Set the listing down unchanged, minus every embedded image.

┌─ Given records

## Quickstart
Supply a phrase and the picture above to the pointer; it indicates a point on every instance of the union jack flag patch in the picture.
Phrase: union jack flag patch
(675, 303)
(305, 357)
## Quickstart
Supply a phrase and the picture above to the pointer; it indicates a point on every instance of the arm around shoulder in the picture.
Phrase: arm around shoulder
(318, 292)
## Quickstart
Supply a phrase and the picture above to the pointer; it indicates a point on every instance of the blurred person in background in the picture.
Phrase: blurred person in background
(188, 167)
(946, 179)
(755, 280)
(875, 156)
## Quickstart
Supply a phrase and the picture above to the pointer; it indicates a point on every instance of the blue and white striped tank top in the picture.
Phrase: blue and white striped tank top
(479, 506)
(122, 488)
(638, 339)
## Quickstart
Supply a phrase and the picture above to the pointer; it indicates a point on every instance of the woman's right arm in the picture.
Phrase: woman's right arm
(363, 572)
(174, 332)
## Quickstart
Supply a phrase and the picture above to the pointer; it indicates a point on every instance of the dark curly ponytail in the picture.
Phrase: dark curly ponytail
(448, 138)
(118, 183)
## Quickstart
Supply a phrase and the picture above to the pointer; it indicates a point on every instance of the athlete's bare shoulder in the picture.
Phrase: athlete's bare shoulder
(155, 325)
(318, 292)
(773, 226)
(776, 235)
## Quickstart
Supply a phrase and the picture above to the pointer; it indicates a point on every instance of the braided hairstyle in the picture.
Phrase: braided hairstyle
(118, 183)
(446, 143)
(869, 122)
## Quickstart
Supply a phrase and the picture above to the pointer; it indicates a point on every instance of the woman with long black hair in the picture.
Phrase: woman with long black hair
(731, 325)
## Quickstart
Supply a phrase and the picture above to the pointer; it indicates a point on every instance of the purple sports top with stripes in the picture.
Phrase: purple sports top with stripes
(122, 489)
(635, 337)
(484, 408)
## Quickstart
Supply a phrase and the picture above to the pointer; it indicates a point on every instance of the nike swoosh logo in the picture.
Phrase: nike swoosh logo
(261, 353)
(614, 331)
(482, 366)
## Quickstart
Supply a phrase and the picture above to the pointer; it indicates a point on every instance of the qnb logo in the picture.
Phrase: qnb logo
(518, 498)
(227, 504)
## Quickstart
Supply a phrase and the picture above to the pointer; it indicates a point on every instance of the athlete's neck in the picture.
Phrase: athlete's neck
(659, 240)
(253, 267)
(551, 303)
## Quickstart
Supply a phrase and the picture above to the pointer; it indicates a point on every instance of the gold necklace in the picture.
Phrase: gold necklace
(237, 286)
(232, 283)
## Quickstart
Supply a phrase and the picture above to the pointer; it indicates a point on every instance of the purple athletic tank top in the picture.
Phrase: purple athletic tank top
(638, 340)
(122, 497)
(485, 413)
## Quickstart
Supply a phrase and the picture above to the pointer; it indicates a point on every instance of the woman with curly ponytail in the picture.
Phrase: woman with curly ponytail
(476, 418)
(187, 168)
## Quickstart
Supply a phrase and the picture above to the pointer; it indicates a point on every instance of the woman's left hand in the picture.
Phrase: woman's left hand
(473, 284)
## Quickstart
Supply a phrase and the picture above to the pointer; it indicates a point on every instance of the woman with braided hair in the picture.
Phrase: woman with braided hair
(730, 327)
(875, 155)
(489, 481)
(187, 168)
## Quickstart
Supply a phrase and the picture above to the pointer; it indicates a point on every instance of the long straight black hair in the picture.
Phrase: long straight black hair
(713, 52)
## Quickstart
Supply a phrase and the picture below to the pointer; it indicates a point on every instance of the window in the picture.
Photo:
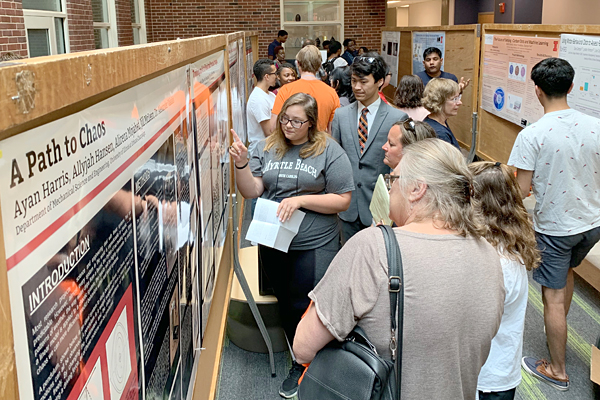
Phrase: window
(138, 21)
(45, 26)
(105, 23)
(311, 19)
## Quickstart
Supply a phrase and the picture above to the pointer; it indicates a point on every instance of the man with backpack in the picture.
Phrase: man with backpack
(309, 61)
(334, 59)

└─

Result below:
## Quickstart
Supply a phrase and the picture above to the pointer; it indicates a point on every instance of the union jack flag patch in the picture.
Phrase: union jack flag patch
(675, 303)
(305, 357)
## Quickstart
Supply a phrase and the picture above to the pointer; it indicates a point on every instance of the arm around shoulder in the picture.
Phrase: arm around shoulder
(318, 292)
## Quickstart
Supply a phrase and the picture above to the pointer; it indicates a point on every instance of the blurred person in background in the picture.
Phrase: blurred person in background
(188, 167)
(946, 179)
(755, 280)
(875, 156)
## Quickstart
Supply a phrase and the picture above to the pointer; it indicates a point on every instance of the blue and white striped tank top in the picture.
Phrase: blue and white striped tank top
(479, 506)
(122, 488)
(638, 339)
## Quickstart
Supply a phrase and the picture above to the pointer; it indicates a point on every instance of the woman's right arm in the picture.
Phrase: woman's right arm
(363, 572)
(174, 332)
## Quickstart
Supply a phrase and the picture above to the pointer; it indicates a point on every instance of the dark curly ponytail in the picture.
Phrase: dark curly ponytail
(448, 138)
(118, 183)
## Quickstart
Supply a phrase and the picture above to the pointer; it indicates a point on every instance of the athlete's bare shoulder in the picture.
Phrase: athlete's bare shoulder
(155, 325)
(318, 292)
(773, 226)
(776, 235)
## Quickstart
Supply a phrase and the picture above to the pointer; it indicates a point on every instance of the braided hairstyle in the picture.
Phrase: braided hairstyle
(118, 183)
(446, 143)
(869, 122)
## Quickstart
Supply a phrase and the picture above to the pointer; it indicates a point on every instance of the woman with long black hair in the picture.
Phrase: woman with long black hair
(731, 325)
## Quickstart
Supply a phrase and the picture above to the pointer; it indicates a point on every instance of the purple sports top with stripes in the picture.
Phrase: purple sports top with stripes
(122, 489)
(635, 337)
(484, 408)
## Quickstart
Supply a phrase and the picture above to the pointer; it indicates a point on every instance of the nike swoosh logo in the picture.
Phrase: nike swoosh logo
(261, 353)
(614, 331)
(482, 366)
## Quickstart
Supply a phrase and the picture above to the pointer; it indicates a point on every instance of the qnb logo in the picture.
Phrase: qnb logo
(518, 498)
(227, 504)
## Quickstart
Supply a phrase and the picture above to the pointer; it indicates a point on every instance of the athlete's neck in the picture.
Phrase: athlete's neck
(659, 240)
(253, 267)
(551, 303)
## Quickstart
Supply a phrase and the picture above to the pointer; it indicates a point on every instance of the gold necklace in the picture.
Phrase: gold necklace
(237, 286)
(232, 283)
## Quickstart
Supply a phrase and the picture above to the pointer; it indicates a point on every instance of the purple athletic tank top in the picture.
Phrase: purple athletic tank top
(638, 340)
(122, 497)
(485, 413)
## Quickstart
Supply a phrase and the picture above to the pointer; it indicates a point on every instance of the woman with curly ponytail in the picture.
Phrase: woman with curly ponytail
(476, 418)
(187, 168)
## Quickstart
Supply a phrase and the picture above to the pointer; it indicates a point on every instance of the woman's left hand in the picture.
Phrase: woman's left hand
(473, 284)
## Quickstart
Supply a phrase and the picture above to the pointer; it indicates a point on every instance of the woman with braided hair in the picture.
Phrase: woman with braided hair
(730, 327)
(875, 155)
(489, 481)
(187, 168)
## Quickstart
Supply a phrase and the picture above to the pointer; it indicates a point on every instance of the long straight black hair in the picture.
Phrase: long straight black hair
(713, 52)
## Quickstart
Supply a phrase and the picture below to the pointer; it indicates a point on every instance of the window in the picture.
Photo:
Phrase: window
(138, 21)
(45, 26)
(105, 23)
(311, 19)
## Quickstart
Supply a phrase and the picture above to the pointer; it indicates a point on every instance of the man with backpack in the picture.
Phrase: man with backpack
(309, 61)
(334, 59)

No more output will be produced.